▶ _Passage shown_:
- Opening Delimiter -

While I am an admirer of Massachusetts psychiatrist Alexander Vuckovic for his role in electing Scott Brown, his most recent missive to The Weekly Standard contains a contradiction that dogs many Obamacare critics: if we are opposed to Sarah Palin’s death panels, are we simultaneously for unlimited government health spending?
Many more Republicans have criticized the former than have proposed solutions to the latter. And unsurprisingly so, since none of the solutions to runaway spending are politically riskless.
Case in point: On May 7, Mark Thornton, a veteran of both the FDA and the biotechnology industry, wrote an op-ed for the Wall Street Journal. In it, he blasted the FDA for delaying for three years the approval of Provenge, an innovative new treatment for prostate cancer. “In the three years that it took to duplicate what was already known,” wrote Thornton, “upwards of 80,000 men lost their lives to prostate cancer. This is equal to the number of men killed in combat in the Korean, Vietnam and Iraq wars combined. Those FDA staffers who had a role in preventing the approval of Provenge in 2007 will have to live with this sin of omission.”
In response, a physician named James Smith, of Macon, Ga., wrote a letter to the Journal, pointing out that Provenge is not cheap:
Provenge will cost about $90,000 to $100,000 per treatment and will add about four months of life, on the average, to the population of patients who receive it. It is considered a palliative medicine, not a cure.
Therefore, in that three-year period Dr. Thornton cites, the 80,000 patients would still have died, only four months later at a cost to society of $8 billion.
I do not know if Dr. Thornton will lose much sleep over this issue, though he should if he is concerned about how the money could have been better spent…Progress in our war on cancer comes in small, incremental steps. Small advances at tremendous cost, claimed as major victories, may exhaust the warriors before true victory can be achieved.
Which brings us back to Dr. Vuckovic, who was outraged by Smith’s skepticism:
[Smith] notes—triumphantly!—that the drug sells for $90,000 to $100,000 per patient and will only extend life an average of four months at a “cost to society” of $8 billion for the theoretical (not actual—they’re dead, you see) treatment of 80,000 patients who died during the extended drug approval period. To put it in perspective, that’s 26,000 patient years of life which would have been apportioned to men who would have had a chance to see sons graduating, daughters married, grandchildren born, perhaps wonder one last time at the pyramids of Egypt or the Grand Canyon. And remember—an average of four months translates to anywhere from zero to a year or more of life in that population, as well as including a few actual cures. To Dr. Smith, however, those cancer patients had a duty to die sooner so as to relieve us of the burden of the cost of their care. That a physician can make such an argument and at the same time act morally superior to the rest of us is an indelible bloody stain on my profession. President Obama’s most recent health-czar designate is an unabashed admirer of the British National Health Service, where the Dr. Smiths of the world make the life-and-death decisions. This is the future of American medicine unless we rise up and repeal the Obamacare monstrosity which will soon be gently reminding us all of the duty to die cheaply.

- Closing Delimiter -

▶ _Directions for this task_: Continue the commentary on Provenge's cost and the Obamacare spending debate, starting after its last sentence.

▶ _The data_:
- Opening Delimiter -

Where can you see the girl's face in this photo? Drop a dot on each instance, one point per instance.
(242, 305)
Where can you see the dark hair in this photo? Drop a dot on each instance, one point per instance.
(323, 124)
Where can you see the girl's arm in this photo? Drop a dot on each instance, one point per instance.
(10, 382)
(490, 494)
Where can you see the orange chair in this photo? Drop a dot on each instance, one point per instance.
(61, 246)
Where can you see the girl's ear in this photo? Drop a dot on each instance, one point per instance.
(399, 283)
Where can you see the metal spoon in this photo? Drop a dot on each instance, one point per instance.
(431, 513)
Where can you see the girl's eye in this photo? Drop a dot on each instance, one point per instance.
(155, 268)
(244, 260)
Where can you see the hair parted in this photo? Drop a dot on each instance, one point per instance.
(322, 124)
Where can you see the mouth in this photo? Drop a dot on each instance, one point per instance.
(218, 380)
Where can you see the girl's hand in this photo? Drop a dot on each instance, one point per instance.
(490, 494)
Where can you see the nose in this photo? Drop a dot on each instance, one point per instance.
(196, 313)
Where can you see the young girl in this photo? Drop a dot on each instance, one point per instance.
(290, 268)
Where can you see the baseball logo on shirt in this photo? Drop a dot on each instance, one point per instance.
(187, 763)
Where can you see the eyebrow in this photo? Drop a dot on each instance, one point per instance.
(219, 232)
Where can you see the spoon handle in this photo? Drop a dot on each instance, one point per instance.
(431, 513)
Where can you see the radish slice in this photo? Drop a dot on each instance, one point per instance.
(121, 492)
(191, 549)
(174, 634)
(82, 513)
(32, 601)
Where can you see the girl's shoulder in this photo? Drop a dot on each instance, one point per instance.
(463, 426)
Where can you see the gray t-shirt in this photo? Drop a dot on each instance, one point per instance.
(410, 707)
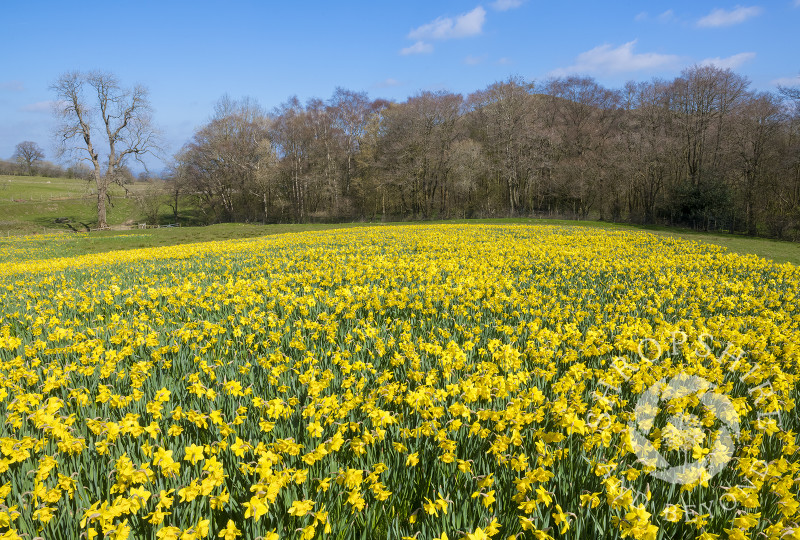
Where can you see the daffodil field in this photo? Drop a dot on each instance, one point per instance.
(439, 381)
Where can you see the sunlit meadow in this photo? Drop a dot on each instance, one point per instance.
(446, 381)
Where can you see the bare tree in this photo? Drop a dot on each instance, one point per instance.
(92, 103)
(28, 153)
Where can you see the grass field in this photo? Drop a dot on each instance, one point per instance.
(30, 205)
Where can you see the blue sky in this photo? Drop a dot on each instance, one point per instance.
(191, 53)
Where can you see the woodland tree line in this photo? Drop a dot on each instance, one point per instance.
(702, 150)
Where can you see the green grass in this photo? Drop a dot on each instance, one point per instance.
(65, 245)
(32, 204)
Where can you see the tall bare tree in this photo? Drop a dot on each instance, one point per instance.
(100, 118)
(28, 153)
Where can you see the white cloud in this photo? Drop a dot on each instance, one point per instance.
(465, 25)
(731, 62)
(667, 16)
(420, 47)
(388, 83)
(475, 60)
(723, 17)
(606, 59)
(12, 86)
(505, 5)
(787, 81)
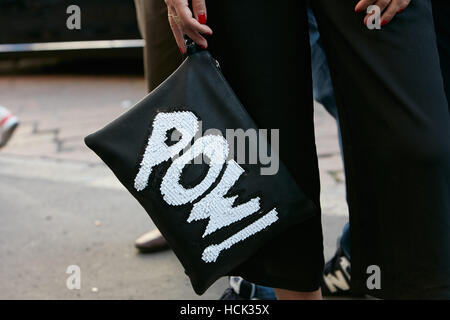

- Closing Delimiter -

▶ _Answer to this problem_:
While I am no fan of the FDA’s bureaucratic tendencies, nor of Britain’s NHS, Smith’s concerns are actually quite reasonable. Indeed, it is Vuckovic who overstates his case. After all, as Smith notes, Provenge is not a cure for prostate cancer—but merely a treatment that will extend life by an average of four months. (Vuckovic gets his facts wrong here: Provenge does not result in any actual cures of hormone-refractory prostate cancer; HRPC remains an incurable disease.)
Clearly, in a perfect world, it would be better if we could give Provenge to everyone, just as it would be better if we could give free health care to everyone. Vuckovic, by asserting that no one should be denied Provenge, is unwittingly making the argument for the very kind of socialized medicine he thinks he despises. Given that 65% of prostate cancers are diagnosed in men over 65—i.e., men on Medicare—this is not a theoretical question.
Here is the basic problem. If the state pays for our health care, then the state has a responsibility to ensure that it is paying for cost-effective treatments; otherwise taxpayer dollars are wasted. It is precisely because politicians are afraid to say no to seniors that companies can overcharge Medicare. Spiraling health-care inflation, in turn, leads the government to strike back with unelected bureaucrats who can relieve politicians of that responsibility.
In other words, death panels are the necessary corollary of government-funded health care: once government is paying for health care, government must decide how much it is willing to pay to keep someone alive. The British, unlike many of Obamacare’s advocates, are intellectually honest enough to admit this, and explicitly put a price on the value of a year of a Briton’s life.
On the other hand, the logic of opposing death panels leads necessarily to restructuring the government’s role in funding health care. Precious few Republicans—Paul Ryan excepted—have proposed a way to do this.
The more that individuals are responsible for their own health spending, the more freedom they will gain to seek expensive or inexpensive treatments, based on their own priorities and needs. If Americans want others to pay for their care, they will need to accept that others will decide how they will be treated. I hope we choose the former route.